━━ TEXTO DE LEITURA

#12: “Lula”, Lupe de Lupe + Bombeirinho
“Brasil Novo ainda vai ser o que jamais se chamou Brasil”
O velho Lênin já dizia que “há décadas em que nada acontece e há semanas em que décadas acontecem”. Ele não conheceu o Brasil dos últimos dez anos: uma década em que décadas aconteceram– e viver boa parte desse período dentro da redação de um jornal talvez só tenha amplificado essa sensação. Mas, nessa semana que estamos vivendo, parece que tudo pode acontecer. Cada dia se derrama em horas, enquanto o domingo não chega. Um domingo que muita gente espera há quatro anos, seis, talvez até mais tempo.
Se posso confessar que passei os últimos dias esbanjando otimismo da boca pra fora, torcendo por um futuro um pouco menos tenebroso, na hora de escrever essa conversa semanal com vocês devo dizer que quase digito com os dedos cruzados para dar sorte. Por isso, peço licença ao leitor que só veio aqui buscar uma receita de bebida pro final de semana: hoje talvez a conversa seja um pouco mais séria. Mas prometo tentar deixar o papo o mais leve o possível com meus melhores trocadilhos, harmonizando um dos discos mais importantes lançados no Brasil em 2021 (Lula, da Lupe de Lupe) com um coquetel que qualquer boteco tosco deve ter no cardápio (o Bombeirinho).

━━━━

PROBLEMAS A RESOLVER:
#1 Pode reproduzir, do texto sobre o disco Lula e o Bombeirinho, o trecho entre “Se posso confessar” e “cardápio (o Bombeirinho).”, inclusive?
#2 Como ficaria, em versão mais curta e com os fatos principais, o parágrafo do texto sobre o disco Lula e o Bombeirinho que começa com “Se posso confessar”?
#3 Pode dar continuidade ao texto sobre o disco Lula e o Bombeirinho a partir da última frase apresentada?
O material seguinte provém de outra fonte.

━━ INFORMAÇÕES EXIBIDAS

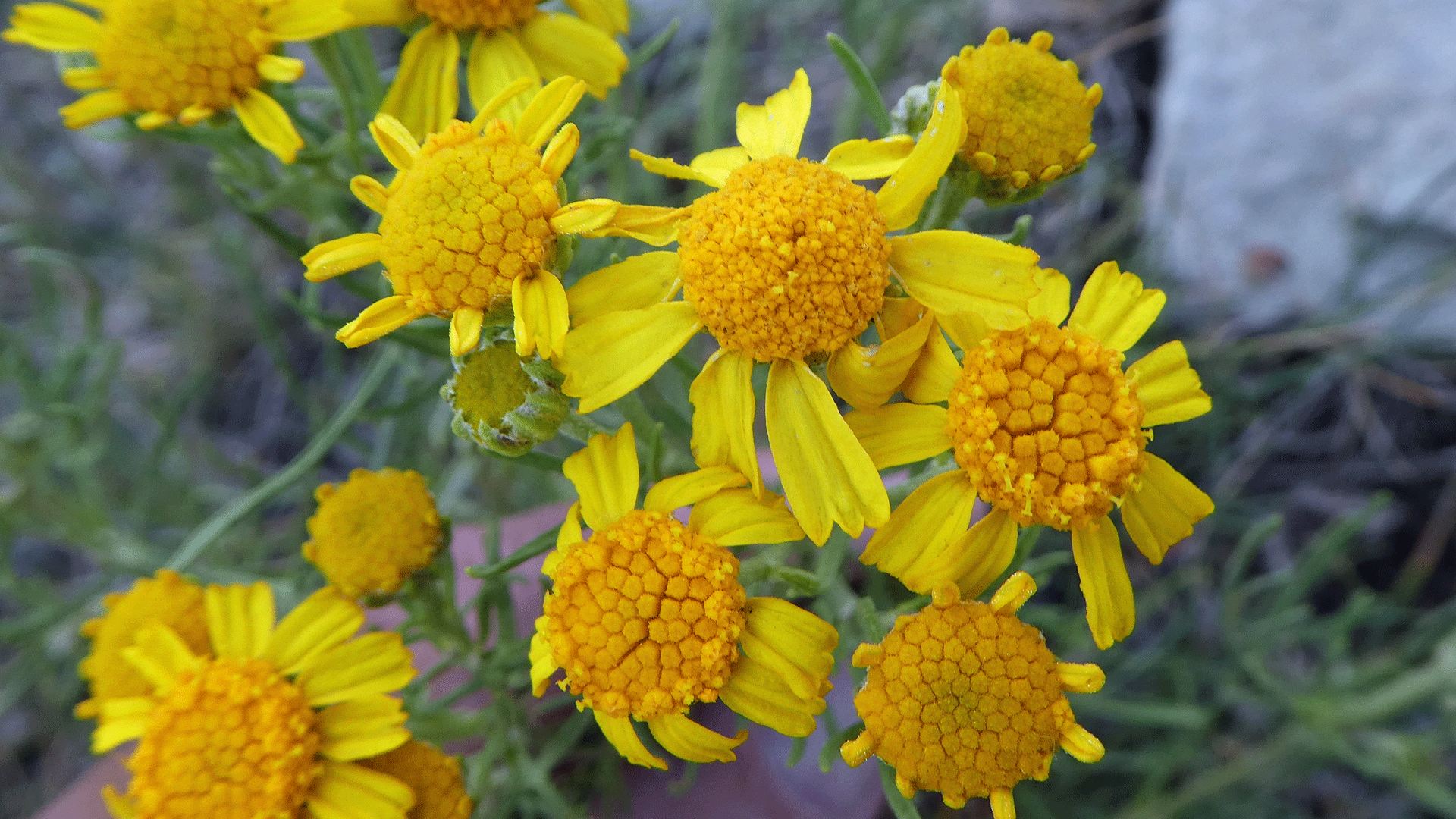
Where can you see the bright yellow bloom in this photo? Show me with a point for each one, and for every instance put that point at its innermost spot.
(271, 722)
(168, 599)
(181, 60)
(967, 700)
(469, 223)
(1049, 428)
(509, 39)
(1027, 115)
(373, 531)
(435, 777)
(786, 262)
(647, 615)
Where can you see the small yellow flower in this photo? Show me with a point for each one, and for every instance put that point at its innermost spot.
(647, 615)
(509, 39)
(965, 698)
(267, 725)
(373, 531)
(469, 224)
(1049, 428)
(168, 599)
(786, 262)
(1027, 115)
(433, 776)
(182, 60)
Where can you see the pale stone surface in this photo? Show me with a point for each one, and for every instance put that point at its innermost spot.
(1305, 159)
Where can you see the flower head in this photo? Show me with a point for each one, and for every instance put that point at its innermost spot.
(1050, 428)
(469, 224)
(647, 615)
(788, 262)
(509, 39)
(1028, 118)
(373, 531)
(168, 599)
(273, 720)
(182, 60)
(965, 698)
(435, 777)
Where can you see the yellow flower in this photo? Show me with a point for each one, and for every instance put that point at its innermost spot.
(1027, 115)
(435, 777)
(786, 262)
(1049, 428)
(271, 722)
(469, 223)
(965, 698)
(511, 39)
(181, 60)
(373, 531)
(168, 599)
(647, 615)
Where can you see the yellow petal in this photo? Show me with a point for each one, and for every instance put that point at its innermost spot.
(715, 165)
(1164, 509)
(631, 284)
(465, 330)
(973, 561)
(777, 127)
(425, 93)
(296, 20)
(604, 475)
(373, 664)
(322, 621)
(564, 46)
(558, 155)
(737, 518)
(826, 474)
(548, 110)
(497, 66)
(868, 376)
(366, 726)
(378, 319)
(1114, 308)
(1055, 300)
(870, 159)
(343, 256)
(689, 741)
(395, 142)
(541, 315)
(347, 790)
(612, 354)
(723, 416)
(53, 27)
(381, 12)
(900, 433)
(902, 197)
(1168, 388)
(692, 487)
(934, 515)
(622, 736)
(934, 373)
(952, 271)
(93, 108)
(1104, 582)
(268, 124)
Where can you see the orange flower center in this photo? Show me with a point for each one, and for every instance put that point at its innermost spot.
(965, 701)
(1047, 425)
(466, 219)
(169, 55)
(229, 739)
(645, 617)
(786, 260)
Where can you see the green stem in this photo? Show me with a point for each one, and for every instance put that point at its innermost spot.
(209, 532)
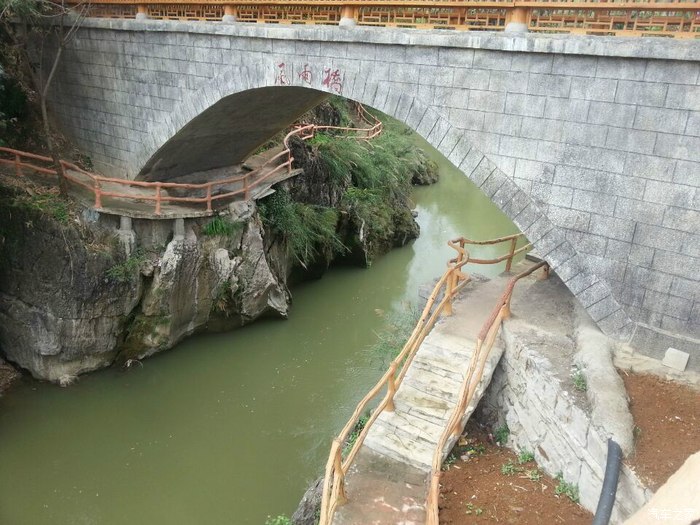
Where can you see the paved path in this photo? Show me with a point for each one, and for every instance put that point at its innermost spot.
(139, 207)
(388, 482)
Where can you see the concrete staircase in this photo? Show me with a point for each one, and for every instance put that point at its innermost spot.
(387, 484)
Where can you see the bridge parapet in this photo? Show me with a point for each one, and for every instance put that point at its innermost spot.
(670, 18)
(591, 145)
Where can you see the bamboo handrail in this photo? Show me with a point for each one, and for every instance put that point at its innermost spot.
(249, 180)
(449, 284)
(484, 345)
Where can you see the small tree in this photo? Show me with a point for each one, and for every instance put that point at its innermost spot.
(29, 25)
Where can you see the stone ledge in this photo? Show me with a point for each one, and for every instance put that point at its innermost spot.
(496, 41)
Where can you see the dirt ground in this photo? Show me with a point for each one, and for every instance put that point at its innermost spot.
(667, 426)
(486, 483)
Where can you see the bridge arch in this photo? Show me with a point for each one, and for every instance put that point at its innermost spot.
(283, 79)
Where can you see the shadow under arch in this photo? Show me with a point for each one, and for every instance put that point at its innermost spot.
(253, 84)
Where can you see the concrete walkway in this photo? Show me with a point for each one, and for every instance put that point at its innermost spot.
(387, 484)
(138, 206)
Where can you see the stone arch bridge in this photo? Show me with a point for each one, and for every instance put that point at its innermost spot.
(591, 145)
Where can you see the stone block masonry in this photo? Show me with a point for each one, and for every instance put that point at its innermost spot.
(590, 144)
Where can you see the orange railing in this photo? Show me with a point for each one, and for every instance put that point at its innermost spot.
(675, 18)
(439, 303)
(457, 421)
(102, 186)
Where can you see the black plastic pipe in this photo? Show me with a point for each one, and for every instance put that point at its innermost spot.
(607, 493)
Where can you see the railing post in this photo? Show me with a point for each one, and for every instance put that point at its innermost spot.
(545, 272)
(391, 388)
(517, 19)
(509, 263)
(449, 289)
(338, 468)
(141, 12)
(230, 14)
(157, 198)
(348, 16)
(98, 195)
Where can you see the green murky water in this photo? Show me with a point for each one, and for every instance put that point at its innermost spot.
(229, 428)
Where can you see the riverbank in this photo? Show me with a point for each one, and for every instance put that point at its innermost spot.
(131, 289)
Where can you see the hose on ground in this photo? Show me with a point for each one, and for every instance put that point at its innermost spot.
(607, 493)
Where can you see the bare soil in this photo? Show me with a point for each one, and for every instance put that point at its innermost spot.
(667, 426)
(475, 489)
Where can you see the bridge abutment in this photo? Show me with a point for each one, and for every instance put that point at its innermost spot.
(591, 145)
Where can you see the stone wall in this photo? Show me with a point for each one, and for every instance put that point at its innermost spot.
(590, 144)
(546, 419)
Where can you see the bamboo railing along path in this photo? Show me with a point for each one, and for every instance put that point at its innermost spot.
(640, 18)
(147, 199)
(428, 388)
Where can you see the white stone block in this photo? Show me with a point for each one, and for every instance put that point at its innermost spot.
(676, 359)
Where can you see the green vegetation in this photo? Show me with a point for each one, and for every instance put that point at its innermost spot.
(472, 509)
(222, 226)
(509, 469)
(47, 203)
(579, 379)
(13, 111)
(525, 457)
(278, 520)
(501, 434)
(129, 268)
(567, 489)
(450, 460)
(533, 474)
(393, 336)
(308, 231)
(352, 438)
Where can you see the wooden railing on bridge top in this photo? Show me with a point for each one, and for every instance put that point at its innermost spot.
(154, 191)
(439, 303)
(670, 18)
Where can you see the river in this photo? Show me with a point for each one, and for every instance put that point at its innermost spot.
(226, 428)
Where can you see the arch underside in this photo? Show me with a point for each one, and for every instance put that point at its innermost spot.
(208, 130)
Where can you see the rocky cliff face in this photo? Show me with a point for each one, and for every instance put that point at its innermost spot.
(72, 301)
(81, 290)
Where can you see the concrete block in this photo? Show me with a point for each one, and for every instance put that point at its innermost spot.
(604, 225)
(510, 81)
(618, 250)
(618, 115)
(649, 167)
(472, 78)
(672, 71)
(604, 308)
(527, 105)
(455, 57)
(493, 183)
(492, 60)
(549, 85)
(660, 119)
(568, 218)
(487, 101)
(667, 193)
(630, 140)
(575, 65)
(693, 125)
(593, 201)
(552, 195)
(678, 147)
(621, 68)
(527, 216)
(534, 62)
(641, 93)
(567, 109)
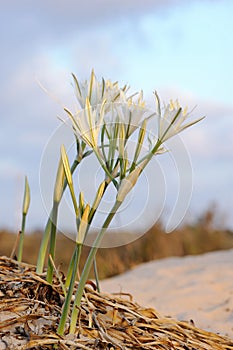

━━━━

AS RESPOSTAS:
#1
Se posso confessar que passei os últimos dias esbanjando otimismo da boca pra fora, torcendo por um futuro um pouco menos tenebroso, na hora de escrever essa conversa semanal com vocês devo dizer que quase digito com os dedos cruzados para dar sorte. Por isso, peço licença ao leitor que só veio aqui buscar uma receita de bebida pro final de semana: hoje talvez a conversa seja um pouco mais séria. Mas prometo tentar deixar o papo o mais leve o possível com meus melhores trocadilhos, harmonizando um dos discos mais importantes lançados no Brasil em 2021 (Lula, da Lupe de Lupe) com um coquetel que qualquer boteco tosco deve ter no cardápio (o Bombeirinho).

#2 O autor confessa que passou os últimos dias exibindo um otimismo só da boca pra fora, torcendo por um futuro menos tenebroso, e que escreve quase com os dedos cruzados. Avisa ao leitor que veio só atrás de uma receita de bebida que hoje a conversa pode ser mais séria. Mesmo assim, promete mantê-la leve com trocadilhos, harmonizando Lula, da Lupe de Lupe, um dos discos mais importantes lançados no Brasil em 2021, com o Bombeirinho, coquetel presente no cardápio de qualquer boteco tosco.

#3
A escolha da semana, óbvio, começa pela cor do coquetel – se pra bom entendedor meia palavra basta, a gente aqui reafirma que o drink da semana tinha que ser vermelho mesmo. Mas há mais que isso: criado nos anos 1980 (tal como o PT), o Bombeirinho é um daqueles coquetéis meio controversos (erhm, tal como o PT). É um fruto da época que bartenders usavam corantes para tingir suas criações e estavam mais preocupados com eficiência e menos com o soc… sabor (ok, não exatamente como o PT, mas vá lá). Afinal, quem é que colocaria tanta groselha assim num coquetel, sabe? Pois bem, ela está aí para disfarçar o gosto da cachaça – especialmente para quem não gosta do sabor ou está tomando uma bebida de baixa fidelidade. O limão, por sua vez, ajuda a fazer essa mistura pararem em pé, tal como uma frente ampla que pode juntar Henrique Meirelles e Guilherme Boulos em um só palanque. Para alguns, pode parecer uma receita indigesta; nesse momento, é o coquetel derradeiro que vai nos redimir (se bem que hoje não é dia de falar de Chico Buarque aqui, esse dia já foi).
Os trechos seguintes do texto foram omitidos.